Assignment: Every record must appear in your reply exactly as written.

Dataset:
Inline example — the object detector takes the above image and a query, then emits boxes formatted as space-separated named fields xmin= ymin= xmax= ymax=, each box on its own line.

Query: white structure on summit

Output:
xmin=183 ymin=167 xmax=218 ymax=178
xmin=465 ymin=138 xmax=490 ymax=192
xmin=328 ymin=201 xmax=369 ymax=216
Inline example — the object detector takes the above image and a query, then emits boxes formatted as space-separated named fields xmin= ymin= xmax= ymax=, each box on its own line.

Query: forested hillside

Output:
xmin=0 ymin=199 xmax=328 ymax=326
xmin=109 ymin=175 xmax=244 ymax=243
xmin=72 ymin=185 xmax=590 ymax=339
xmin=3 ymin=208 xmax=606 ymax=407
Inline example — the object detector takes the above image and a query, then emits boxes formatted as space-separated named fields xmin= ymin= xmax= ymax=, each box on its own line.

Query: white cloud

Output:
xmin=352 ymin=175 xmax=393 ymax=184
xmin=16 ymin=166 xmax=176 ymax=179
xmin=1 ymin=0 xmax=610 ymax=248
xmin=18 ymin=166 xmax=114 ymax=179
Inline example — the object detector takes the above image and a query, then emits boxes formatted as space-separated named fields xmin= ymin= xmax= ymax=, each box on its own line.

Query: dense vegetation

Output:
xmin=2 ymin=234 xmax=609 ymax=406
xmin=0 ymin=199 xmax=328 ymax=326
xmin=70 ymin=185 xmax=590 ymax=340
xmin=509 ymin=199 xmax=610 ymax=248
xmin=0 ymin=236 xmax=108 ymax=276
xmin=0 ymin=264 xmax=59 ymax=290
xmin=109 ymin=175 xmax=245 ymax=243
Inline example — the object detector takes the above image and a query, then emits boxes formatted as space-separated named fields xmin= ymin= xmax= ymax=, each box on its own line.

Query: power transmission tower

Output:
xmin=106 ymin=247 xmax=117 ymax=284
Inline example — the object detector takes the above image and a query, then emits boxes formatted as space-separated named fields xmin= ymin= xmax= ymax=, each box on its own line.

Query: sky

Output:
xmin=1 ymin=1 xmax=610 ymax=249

Solution to this exercise:
Inline example — the object detector takes the above image and a query, then emits boxes formatted as space-separated named fields xmin= ymin= xmax= ymax=, each box on its own line.

Query: white structure on summit

Output:
xmin=183 ymin=167 xmax=218 ymax=178
xmin=465 ymin=138 xmax=490 ymax=192
xmin=328 ymin=201 xmax=369 ymax=216
Inline example — the object detector takes the above image and a query, then emits boxes formatted as space-separated named fields xmin= ymin= xmax= ymax=, each box on its own line.

Query: forested hillside

Output:
xmin=0 ymin=199 xmax=328 ymax=326
xmin=109 ymin=175 xmax=244 ymax=243
xmin=72 ymin=185 xmax=590 ymax=339
xmin=3 ymin=208 xmax=606 ymax=407
Inline example — the object detector takes the above image and a query, then emits boxes formatted as space-separated named fields xmin= ymin= xmax= ymax=, each box on its own line.

Query: white cloud

Output:
xmin=352 ymin=175 xmax=393 ymax=184
xmin=16 ymin=166 xmax=176 ymax=179
xmin=1 ymin=0 xmax=610 ymax=248
xmin=18 ymin=166 xmax=114 ymax=179
Inline example — the object detector takes the above image and a query, then emits boxes formatted as space-separated named fields xmin= ymin= xmax= ymax=, each box on its own line.

Query: dense vegetation

Output:
xmin=2 ymin=234 xmax=609 ymax=406
xmin=0 ymin=199 xmax=328 ymax=326
xmin=70 ymin=185 xmax=590 ymax=340
xmin=509 ymin=199 xmax=610 ymax=248
xmin=0 ymin=236 xmax=108 ymax=276
xmin=0 ymin=264 xmax=59 ymax=290
xmin=109 ymin=175 xmax=245 ymax=243
Inline example — the object detector takes the above image and a query, then emits boxes formatted as space-separated named fields xmin= ymin= xmax= ymax=, each box on its own line.

Query: power transmission tower

Output:
xmin=106 ymin=247 xmax=117 ymax=284
Inline example — the object detector takes the above image and a query, then emits boxes formatted as space-separated named fields xmin= ymin= xmax= ymax=, each box on its own line.

Query: sky

Output:
xmin=1 ymin=1 xmax=610 ymax=249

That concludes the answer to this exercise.